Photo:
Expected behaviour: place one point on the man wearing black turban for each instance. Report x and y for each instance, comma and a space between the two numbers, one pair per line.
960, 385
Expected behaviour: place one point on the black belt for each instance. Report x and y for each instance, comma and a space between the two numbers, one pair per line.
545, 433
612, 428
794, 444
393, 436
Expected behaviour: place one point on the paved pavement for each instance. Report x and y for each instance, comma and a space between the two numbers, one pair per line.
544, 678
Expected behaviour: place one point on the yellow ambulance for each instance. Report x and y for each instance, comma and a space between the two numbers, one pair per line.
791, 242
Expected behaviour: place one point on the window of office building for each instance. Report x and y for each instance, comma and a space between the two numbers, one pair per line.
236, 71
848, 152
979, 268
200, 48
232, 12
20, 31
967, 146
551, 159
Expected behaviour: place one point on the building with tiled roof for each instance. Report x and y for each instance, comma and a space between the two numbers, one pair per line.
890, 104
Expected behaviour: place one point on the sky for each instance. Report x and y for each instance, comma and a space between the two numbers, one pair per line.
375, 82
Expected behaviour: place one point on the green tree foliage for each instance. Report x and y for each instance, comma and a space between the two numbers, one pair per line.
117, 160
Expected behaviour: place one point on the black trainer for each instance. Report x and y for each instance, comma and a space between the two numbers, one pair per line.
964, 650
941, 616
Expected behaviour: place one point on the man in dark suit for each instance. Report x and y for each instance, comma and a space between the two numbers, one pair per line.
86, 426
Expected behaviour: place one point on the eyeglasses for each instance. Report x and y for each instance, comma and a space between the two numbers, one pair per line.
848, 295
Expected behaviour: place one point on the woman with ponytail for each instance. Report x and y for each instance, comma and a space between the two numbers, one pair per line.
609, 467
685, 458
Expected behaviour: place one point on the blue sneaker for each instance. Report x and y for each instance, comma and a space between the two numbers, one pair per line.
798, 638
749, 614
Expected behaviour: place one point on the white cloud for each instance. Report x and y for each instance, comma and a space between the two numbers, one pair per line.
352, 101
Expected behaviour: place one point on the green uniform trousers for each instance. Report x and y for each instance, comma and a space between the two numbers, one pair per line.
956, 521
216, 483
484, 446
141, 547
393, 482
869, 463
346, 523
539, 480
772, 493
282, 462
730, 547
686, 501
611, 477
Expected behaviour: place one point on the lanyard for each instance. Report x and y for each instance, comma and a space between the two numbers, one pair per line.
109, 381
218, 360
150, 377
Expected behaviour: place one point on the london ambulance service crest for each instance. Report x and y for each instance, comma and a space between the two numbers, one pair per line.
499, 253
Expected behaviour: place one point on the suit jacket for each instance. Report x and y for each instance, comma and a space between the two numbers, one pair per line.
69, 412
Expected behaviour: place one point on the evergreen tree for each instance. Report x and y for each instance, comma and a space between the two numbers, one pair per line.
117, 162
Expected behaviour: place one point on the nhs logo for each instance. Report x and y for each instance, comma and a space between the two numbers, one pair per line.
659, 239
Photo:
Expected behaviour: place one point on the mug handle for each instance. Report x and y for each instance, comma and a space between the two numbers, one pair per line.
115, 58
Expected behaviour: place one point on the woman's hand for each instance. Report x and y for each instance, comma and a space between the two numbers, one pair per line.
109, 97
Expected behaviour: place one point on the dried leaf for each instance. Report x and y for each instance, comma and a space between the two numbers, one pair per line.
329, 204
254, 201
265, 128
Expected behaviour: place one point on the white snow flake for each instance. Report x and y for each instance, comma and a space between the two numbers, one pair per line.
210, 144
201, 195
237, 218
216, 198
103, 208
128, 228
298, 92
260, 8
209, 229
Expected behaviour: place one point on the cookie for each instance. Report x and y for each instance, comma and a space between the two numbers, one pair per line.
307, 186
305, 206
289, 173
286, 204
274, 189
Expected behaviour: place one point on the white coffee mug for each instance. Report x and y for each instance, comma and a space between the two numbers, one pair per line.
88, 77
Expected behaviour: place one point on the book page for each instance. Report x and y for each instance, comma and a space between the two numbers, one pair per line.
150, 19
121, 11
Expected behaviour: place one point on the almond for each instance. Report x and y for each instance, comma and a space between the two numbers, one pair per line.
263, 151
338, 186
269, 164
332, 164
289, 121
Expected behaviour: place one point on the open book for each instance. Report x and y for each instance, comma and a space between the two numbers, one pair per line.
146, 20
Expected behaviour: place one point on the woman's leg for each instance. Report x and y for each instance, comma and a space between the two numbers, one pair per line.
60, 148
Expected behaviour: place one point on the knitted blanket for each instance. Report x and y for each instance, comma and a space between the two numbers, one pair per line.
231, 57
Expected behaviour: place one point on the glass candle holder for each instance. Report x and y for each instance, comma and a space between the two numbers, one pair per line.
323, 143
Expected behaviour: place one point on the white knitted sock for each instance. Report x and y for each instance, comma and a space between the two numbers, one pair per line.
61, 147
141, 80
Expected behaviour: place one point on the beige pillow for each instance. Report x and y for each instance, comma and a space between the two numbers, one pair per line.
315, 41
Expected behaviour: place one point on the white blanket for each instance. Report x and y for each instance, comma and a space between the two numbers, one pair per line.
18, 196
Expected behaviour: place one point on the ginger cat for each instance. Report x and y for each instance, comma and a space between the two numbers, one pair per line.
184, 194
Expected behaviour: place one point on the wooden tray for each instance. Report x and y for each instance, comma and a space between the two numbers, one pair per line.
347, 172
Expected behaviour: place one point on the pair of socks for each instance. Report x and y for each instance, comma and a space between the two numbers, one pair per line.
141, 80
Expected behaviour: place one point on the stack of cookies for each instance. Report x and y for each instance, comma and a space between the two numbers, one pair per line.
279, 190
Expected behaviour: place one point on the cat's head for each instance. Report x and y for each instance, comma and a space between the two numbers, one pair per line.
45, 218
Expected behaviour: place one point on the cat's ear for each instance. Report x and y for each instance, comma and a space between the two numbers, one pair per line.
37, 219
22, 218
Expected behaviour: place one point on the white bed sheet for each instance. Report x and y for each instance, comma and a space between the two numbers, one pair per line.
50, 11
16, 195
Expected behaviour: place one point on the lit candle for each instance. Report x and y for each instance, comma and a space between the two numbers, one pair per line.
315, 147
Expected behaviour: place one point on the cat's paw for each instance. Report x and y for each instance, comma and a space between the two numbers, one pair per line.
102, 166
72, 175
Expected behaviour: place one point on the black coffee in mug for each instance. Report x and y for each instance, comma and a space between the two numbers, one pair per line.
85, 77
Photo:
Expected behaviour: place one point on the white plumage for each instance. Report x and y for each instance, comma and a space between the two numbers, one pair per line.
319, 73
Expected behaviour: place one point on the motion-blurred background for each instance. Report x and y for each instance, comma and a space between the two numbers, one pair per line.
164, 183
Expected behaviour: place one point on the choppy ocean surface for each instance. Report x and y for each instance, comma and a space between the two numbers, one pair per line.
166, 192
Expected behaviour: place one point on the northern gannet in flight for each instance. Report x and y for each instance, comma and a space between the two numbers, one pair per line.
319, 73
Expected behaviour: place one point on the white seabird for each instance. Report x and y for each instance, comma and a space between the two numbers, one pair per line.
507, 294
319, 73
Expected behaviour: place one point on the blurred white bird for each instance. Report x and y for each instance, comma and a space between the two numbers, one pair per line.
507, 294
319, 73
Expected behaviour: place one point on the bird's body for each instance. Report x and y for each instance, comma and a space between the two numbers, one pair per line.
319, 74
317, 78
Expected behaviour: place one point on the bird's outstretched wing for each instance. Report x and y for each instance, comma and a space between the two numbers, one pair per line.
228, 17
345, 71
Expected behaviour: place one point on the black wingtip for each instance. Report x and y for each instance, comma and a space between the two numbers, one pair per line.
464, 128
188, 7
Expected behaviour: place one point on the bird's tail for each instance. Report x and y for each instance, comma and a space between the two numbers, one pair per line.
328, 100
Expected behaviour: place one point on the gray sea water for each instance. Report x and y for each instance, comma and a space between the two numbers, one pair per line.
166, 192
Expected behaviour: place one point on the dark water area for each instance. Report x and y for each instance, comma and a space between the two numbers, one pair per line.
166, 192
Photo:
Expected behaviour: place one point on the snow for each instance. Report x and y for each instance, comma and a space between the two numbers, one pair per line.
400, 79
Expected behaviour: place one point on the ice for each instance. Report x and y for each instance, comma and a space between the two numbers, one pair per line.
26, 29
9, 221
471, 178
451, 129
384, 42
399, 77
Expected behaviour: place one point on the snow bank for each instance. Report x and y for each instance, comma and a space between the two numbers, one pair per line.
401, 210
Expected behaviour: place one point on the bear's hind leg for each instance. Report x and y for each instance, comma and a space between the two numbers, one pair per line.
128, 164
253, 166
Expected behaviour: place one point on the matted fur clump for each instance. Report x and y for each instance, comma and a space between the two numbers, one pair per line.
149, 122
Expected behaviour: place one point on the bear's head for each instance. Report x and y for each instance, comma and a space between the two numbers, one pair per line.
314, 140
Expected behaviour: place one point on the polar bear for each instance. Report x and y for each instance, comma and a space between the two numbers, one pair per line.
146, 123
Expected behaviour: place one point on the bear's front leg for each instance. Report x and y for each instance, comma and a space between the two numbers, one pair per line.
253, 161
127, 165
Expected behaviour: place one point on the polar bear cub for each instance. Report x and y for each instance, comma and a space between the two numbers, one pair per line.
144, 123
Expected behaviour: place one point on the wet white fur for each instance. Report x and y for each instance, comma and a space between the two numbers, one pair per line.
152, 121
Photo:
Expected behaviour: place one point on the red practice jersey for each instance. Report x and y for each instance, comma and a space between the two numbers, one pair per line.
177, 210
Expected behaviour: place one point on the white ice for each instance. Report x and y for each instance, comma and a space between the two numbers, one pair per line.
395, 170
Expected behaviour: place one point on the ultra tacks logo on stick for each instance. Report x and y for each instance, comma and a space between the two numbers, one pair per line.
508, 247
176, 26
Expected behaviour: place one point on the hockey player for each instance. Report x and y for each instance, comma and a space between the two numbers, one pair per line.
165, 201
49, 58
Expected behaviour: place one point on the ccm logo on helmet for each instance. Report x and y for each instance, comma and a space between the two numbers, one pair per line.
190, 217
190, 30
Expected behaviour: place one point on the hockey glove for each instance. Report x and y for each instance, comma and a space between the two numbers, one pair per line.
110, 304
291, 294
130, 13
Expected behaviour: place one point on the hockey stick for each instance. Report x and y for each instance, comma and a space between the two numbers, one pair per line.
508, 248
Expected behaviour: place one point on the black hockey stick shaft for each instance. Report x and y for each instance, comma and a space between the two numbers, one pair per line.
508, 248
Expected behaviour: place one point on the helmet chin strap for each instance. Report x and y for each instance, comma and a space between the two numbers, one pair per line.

-- Work to complete --
Write out, word for word, the lines from the one containing "Expected behaviour: place one point on the hockey stick" through the end of the lines above, both ends included.

-- Written reply --
Expected behaviour: place one point on the hockey stick for each instance. Report x and y for each instance, comma and a space between the two numbers, one pair per line.
508, 248
Expected behaviour: place one point on the black hockey stick shaft for each instance. Report x and y for each instance, comma and a space between the two numbers, one pair per line.
508, 248
Expected behaviour: place one point on the helmet chin strap for each instance. Report x and y for each instance, comma and a space between the two numbers, one pair per line.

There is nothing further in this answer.